→ Recorded data:
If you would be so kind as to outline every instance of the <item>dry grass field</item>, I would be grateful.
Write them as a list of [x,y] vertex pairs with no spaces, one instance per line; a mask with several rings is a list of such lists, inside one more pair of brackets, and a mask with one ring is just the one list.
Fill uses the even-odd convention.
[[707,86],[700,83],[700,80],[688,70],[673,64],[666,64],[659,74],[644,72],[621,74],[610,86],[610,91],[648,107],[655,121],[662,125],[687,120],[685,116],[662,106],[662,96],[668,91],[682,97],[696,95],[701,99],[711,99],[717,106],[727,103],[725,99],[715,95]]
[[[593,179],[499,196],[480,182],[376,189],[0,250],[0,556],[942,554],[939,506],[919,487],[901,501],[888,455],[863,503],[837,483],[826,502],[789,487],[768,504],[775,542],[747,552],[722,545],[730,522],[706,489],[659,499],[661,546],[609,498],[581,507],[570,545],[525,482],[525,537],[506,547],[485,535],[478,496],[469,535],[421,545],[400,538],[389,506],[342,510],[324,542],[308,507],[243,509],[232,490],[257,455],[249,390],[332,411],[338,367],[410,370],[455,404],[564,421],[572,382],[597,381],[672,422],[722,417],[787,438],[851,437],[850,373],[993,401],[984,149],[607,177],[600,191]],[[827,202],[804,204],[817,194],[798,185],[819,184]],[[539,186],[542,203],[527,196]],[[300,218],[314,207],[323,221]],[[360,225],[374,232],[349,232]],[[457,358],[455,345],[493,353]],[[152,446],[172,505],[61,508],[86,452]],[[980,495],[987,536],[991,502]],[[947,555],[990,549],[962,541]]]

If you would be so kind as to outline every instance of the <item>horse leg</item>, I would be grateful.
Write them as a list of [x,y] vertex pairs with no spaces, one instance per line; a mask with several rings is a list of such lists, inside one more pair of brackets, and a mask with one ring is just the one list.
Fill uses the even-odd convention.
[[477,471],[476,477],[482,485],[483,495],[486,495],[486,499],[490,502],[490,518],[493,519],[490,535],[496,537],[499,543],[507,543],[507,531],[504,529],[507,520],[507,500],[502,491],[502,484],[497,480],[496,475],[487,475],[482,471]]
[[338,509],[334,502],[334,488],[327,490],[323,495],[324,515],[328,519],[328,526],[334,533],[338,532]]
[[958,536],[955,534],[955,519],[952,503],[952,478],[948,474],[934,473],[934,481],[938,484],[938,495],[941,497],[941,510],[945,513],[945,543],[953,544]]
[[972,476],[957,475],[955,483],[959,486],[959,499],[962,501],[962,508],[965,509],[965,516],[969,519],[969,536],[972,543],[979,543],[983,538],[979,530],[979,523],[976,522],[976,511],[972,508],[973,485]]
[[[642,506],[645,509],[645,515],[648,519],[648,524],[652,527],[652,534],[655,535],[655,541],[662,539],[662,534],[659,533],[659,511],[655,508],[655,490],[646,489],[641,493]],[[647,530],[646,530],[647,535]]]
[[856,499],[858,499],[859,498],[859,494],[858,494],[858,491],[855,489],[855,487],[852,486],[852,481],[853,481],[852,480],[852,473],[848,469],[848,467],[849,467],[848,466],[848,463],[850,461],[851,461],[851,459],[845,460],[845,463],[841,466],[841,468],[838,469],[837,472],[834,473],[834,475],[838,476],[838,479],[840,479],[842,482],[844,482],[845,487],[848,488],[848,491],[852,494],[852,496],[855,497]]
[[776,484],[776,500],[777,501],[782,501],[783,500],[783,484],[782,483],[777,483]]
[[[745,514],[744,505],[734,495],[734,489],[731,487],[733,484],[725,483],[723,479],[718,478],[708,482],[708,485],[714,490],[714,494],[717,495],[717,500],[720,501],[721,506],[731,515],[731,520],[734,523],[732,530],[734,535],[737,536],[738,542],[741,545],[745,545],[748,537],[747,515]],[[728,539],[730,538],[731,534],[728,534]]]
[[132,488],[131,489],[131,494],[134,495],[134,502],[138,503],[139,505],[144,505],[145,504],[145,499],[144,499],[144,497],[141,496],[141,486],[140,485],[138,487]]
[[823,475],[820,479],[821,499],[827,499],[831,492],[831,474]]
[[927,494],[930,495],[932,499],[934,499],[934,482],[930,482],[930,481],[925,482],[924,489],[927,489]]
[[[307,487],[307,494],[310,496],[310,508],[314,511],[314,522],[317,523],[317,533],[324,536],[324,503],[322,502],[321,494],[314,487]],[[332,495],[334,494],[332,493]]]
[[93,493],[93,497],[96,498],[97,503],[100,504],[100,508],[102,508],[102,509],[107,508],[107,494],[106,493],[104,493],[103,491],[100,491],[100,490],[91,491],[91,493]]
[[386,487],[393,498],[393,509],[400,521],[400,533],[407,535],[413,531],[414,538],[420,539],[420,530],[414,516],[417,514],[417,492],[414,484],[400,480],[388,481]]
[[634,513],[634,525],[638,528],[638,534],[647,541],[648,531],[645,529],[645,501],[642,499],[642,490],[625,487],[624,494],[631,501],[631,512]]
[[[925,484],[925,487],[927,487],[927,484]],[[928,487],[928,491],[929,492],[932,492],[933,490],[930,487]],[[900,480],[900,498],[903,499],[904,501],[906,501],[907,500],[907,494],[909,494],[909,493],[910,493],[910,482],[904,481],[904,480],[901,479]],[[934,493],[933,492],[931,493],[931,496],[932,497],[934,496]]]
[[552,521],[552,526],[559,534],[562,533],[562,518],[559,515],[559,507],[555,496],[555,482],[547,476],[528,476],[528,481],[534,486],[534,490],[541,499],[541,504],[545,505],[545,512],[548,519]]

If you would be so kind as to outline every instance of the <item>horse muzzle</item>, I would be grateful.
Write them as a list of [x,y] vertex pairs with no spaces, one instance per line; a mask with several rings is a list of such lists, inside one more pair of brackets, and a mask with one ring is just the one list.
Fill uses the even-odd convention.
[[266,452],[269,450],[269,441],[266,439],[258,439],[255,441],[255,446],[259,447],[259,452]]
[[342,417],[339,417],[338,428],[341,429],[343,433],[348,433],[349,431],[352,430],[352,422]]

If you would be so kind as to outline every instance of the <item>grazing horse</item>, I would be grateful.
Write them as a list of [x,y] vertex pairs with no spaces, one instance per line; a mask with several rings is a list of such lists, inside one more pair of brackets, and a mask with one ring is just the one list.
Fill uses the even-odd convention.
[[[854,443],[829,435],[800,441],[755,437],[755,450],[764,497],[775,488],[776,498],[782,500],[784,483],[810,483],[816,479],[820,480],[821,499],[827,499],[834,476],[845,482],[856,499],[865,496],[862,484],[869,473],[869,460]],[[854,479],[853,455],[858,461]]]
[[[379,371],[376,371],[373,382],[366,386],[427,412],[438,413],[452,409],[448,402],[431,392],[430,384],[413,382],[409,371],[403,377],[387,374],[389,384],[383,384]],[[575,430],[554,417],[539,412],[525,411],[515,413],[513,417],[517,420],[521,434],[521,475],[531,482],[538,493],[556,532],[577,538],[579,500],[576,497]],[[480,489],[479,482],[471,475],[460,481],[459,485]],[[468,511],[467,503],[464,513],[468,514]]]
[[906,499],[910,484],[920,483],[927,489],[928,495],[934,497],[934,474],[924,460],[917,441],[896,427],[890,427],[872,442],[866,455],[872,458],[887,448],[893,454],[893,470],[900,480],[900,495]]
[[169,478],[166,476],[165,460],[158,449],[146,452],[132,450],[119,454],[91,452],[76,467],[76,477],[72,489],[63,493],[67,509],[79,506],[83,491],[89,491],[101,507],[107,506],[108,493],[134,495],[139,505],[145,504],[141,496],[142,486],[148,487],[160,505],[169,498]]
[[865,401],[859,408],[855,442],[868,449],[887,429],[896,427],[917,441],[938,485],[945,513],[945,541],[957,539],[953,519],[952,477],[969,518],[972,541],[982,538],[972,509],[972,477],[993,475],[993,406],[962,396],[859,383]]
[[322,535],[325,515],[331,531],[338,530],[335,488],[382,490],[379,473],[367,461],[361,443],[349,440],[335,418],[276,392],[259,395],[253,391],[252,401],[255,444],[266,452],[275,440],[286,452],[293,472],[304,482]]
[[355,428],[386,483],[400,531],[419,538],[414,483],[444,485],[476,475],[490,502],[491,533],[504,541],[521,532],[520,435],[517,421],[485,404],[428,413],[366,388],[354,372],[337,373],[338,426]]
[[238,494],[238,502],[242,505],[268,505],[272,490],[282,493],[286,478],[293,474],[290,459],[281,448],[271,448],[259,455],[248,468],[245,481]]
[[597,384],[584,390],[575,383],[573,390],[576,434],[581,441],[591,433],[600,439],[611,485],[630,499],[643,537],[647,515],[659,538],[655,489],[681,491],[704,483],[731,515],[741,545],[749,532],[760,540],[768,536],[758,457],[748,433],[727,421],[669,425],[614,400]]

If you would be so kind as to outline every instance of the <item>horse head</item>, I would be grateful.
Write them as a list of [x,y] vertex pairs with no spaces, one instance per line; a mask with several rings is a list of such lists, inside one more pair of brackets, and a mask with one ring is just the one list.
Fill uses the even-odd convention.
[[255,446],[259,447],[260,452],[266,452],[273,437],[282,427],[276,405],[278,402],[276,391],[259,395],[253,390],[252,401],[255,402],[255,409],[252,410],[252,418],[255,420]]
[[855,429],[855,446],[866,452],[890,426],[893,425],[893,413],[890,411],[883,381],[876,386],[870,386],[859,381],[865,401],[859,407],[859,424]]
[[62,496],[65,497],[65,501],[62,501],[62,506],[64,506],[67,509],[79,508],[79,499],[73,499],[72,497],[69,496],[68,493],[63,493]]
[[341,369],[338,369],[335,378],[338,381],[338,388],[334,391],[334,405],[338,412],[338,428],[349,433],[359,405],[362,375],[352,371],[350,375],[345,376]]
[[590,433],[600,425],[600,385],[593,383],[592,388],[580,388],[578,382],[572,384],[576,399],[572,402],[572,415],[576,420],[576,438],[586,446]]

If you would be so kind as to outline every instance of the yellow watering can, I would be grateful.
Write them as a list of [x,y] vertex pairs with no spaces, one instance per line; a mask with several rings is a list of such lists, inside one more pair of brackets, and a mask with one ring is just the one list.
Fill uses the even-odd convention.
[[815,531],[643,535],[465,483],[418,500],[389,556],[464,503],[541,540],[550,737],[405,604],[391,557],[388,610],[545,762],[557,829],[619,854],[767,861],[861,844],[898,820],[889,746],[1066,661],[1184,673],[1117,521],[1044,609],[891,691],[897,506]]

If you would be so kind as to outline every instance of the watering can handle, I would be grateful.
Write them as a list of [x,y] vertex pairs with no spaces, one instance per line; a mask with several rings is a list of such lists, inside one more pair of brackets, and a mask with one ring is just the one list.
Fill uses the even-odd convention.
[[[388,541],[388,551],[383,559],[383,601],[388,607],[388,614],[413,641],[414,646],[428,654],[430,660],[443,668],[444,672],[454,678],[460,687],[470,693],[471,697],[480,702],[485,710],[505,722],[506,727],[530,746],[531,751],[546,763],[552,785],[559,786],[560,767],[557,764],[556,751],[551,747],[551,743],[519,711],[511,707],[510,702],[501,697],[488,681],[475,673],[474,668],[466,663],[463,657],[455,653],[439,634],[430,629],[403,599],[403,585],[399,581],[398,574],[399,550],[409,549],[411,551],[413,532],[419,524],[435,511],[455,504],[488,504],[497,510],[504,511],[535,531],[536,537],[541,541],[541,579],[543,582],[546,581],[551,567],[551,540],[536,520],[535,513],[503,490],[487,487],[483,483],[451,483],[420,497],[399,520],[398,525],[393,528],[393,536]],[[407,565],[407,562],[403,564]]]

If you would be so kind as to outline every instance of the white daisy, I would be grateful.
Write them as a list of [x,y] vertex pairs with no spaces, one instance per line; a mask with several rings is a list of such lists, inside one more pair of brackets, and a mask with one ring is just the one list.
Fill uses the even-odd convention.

→ The task:
Every line of the material that holds the word "item" must be found and copied.

→ Response:
If you would be so kind as to outline every instance of the <item>dry grass field</item>, I would be grateful.
If you would be so kind as to outline every instance of the <item>horse leg</item>, I would be grateful.
If you would be so kind as to outline every instance of the <item>horse muzzle</item>, I would be grateful.
If you would be so kind as to outline every instance of the <item>grazing horse</item>, I would be grateful.
If you would be so kind as to outline every instance of the <item>horse head</item>, I would be grateful.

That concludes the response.